◆ Yapılacak İş ◆
Aşağıdaki verilerde "truck" sözcüğünü içeren her satırı bulun ve aynen kopyalayın. Büyük-küçük harf farkı dikkate alınır.

····················

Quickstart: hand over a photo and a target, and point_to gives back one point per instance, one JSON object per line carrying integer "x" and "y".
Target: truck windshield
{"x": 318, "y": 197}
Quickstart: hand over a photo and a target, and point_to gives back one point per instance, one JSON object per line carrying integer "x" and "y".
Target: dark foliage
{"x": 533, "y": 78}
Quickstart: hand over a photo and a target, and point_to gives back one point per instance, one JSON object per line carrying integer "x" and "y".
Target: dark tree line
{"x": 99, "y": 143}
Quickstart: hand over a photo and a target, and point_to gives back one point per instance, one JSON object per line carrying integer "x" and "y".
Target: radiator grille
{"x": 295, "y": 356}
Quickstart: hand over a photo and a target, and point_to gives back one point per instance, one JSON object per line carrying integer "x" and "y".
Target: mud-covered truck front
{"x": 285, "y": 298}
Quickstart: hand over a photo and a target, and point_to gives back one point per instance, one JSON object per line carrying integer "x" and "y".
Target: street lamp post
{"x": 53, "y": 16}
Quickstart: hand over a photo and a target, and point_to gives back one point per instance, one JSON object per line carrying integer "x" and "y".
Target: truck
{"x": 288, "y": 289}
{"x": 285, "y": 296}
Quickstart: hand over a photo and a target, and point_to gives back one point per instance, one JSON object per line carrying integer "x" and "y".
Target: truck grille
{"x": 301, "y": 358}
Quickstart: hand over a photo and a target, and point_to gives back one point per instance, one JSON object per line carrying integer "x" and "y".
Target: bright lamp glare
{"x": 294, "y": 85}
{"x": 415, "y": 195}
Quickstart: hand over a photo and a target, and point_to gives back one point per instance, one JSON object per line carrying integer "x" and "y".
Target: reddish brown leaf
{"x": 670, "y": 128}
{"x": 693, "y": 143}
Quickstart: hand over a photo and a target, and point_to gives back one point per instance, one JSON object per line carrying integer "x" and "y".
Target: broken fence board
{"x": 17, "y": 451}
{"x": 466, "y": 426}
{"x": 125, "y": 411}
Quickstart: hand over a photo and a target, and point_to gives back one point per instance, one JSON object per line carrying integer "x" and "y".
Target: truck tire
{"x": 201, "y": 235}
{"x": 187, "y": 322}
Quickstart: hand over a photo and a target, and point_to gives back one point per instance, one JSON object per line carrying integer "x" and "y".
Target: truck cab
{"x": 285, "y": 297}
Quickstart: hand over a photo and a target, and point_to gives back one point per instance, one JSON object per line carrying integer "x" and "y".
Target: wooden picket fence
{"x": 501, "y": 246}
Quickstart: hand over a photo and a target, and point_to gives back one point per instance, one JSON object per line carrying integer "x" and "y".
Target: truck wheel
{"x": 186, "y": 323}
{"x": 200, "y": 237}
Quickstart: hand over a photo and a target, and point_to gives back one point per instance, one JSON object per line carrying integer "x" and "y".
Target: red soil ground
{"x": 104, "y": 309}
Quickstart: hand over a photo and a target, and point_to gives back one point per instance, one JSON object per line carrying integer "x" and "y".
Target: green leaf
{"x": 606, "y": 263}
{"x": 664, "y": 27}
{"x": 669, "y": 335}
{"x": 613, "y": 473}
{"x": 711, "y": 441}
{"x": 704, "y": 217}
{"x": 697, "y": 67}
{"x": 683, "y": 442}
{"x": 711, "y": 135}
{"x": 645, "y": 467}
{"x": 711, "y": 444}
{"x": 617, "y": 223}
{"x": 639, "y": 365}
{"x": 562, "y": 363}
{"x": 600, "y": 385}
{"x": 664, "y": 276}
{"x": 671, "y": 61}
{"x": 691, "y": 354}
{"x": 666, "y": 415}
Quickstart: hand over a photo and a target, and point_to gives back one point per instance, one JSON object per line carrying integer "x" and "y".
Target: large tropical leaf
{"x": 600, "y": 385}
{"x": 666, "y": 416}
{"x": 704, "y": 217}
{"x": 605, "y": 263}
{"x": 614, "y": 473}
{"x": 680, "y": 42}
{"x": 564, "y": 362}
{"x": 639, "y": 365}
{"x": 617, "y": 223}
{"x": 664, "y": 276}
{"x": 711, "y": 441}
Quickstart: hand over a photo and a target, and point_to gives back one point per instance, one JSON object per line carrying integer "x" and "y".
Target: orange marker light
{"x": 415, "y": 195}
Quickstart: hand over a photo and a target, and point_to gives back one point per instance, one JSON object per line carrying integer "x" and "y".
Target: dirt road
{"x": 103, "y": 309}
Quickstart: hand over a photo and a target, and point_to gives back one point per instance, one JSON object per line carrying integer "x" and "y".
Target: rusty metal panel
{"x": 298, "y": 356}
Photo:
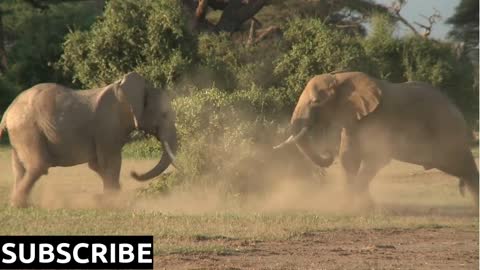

····················

◆ Görev Sonucu ◆
Target: truck windshield
Target: mud-covered truck front
Target: truck
Target: truck grille
Target: truck tire
Target: truck cab
Target: truck wheel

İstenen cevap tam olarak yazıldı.